» **Assignment**:
Apart from the pictures, the listing is to be returned exactly.

[[ Exercise input open ]]

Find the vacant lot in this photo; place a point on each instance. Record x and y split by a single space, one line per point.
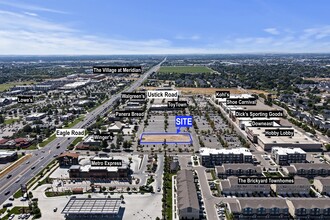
6 86
211 91
179 138
184 69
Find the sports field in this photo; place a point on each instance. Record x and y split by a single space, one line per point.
184 69
161 137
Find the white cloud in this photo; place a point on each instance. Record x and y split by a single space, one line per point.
30 7
31 14
272 31
317 33
184 37
25 34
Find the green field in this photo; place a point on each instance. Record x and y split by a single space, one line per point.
184 69
6 86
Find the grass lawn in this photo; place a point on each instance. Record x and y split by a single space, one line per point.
184 69
6 86
275 174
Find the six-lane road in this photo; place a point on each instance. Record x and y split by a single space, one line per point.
40 158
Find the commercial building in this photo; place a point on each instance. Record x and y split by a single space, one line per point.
308 170
88 170
68 159
322 185
241 169
188 204
301 186
8 156
259 208
216 157
286 156
309 208
298 140
231 186
35 116
92 208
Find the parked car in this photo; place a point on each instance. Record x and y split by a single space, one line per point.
9 204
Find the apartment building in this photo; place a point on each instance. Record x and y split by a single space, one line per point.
216 157
301 186
308 170
231 186
322 185
240 169
188 204
259 208
286 156
309 208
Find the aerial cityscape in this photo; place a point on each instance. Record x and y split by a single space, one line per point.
138 110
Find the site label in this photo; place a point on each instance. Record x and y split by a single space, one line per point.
25 99
117 69
129 114
222 94
177 104
70 132
101 137
183 121
262 114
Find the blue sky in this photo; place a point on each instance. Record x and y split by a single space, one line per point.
38 27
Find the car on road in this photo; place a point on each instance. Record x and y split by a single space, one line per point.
9 204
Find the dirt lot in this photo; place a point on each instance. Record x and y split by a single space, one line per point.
211 91
168 137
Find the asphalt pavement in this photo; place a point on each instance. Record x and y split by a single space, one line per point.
39 159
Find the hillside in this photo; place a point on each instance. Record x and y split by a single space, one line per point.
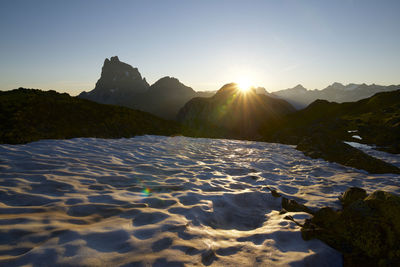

[[ Exercise input closed ]]

» **Completed exercise**:
Find the vacant lot in this photo; place a point on each instance. Record x and y split by a single space, one line per point.
6 86
211 91
179 138
184 69
Find the sports field in this photo; place a point on each instance. Record x and y split by a single space, one line per point.
184 69
161 137
Find the white cloud in this photo; place a point on each instance. Record x and y split by a single space, one line per point.
30 7
31 14
272 31
317 33
184 37
25 34
Find the green field in this photo; place a point on each instance. Record x and y split by a single space, one line per point.
184 69
6 86
Find the grass lawn in this photo; place a point on each instance. Record x and y split by a single space, one line per point.
184 69
6 86
275 174
Find the six-lane road in this photo; place a point on each instance. Record x and y split by a single space, one line per point.
40 158
Find the commercial building in this photo; place a point on each instance. Record x and y split by a single space, one line per point.
308 170
88 170
68 159
322 185
241 169
188 204
301 186
8 156
259 208
216 157
286 156
309 208
298 140
231 186
35 116
92 208
Find the parked car in this photo; place a point on each instance. Record x and y split by a single space, one line per point.
9 204
Find the apartment building in this photo; place a point on each instance. Record x and y split by a single space, one line per point.
216 157
301 186
308 170
231 186
322 185
240 169
188 204
259 208
286 156
309 208
Find the aerial cityscape in this photo; place a point on each instance. Record x and y split by a single space, one line per point.
138 110
Find the site label in this photo; place a point on each instance. Record x and y split by a single space, one line per point.
25 99
117 69
129 114
222 94
177 104
70 132
101 137
183 121
262 114
Find the blue sky in this photo; place a point on each instance. Record x and y split by a single space, one line per point.
38 27
Find the car on road in this photo; place a point on each instance. Record x and y split by a single space, one line per point.
9 204
Find the dirt lot in this photo; place a point on each instance. Record x and y split by a single space, one line per point.
211 91
168 137
Find the asphalt pavement in this photo; place a point on each instance. Record x and y split by a single space, one line per point.
39 159
Find the hillside in this photo; place a point on each instance. Record x and y split by a single space, one line per point.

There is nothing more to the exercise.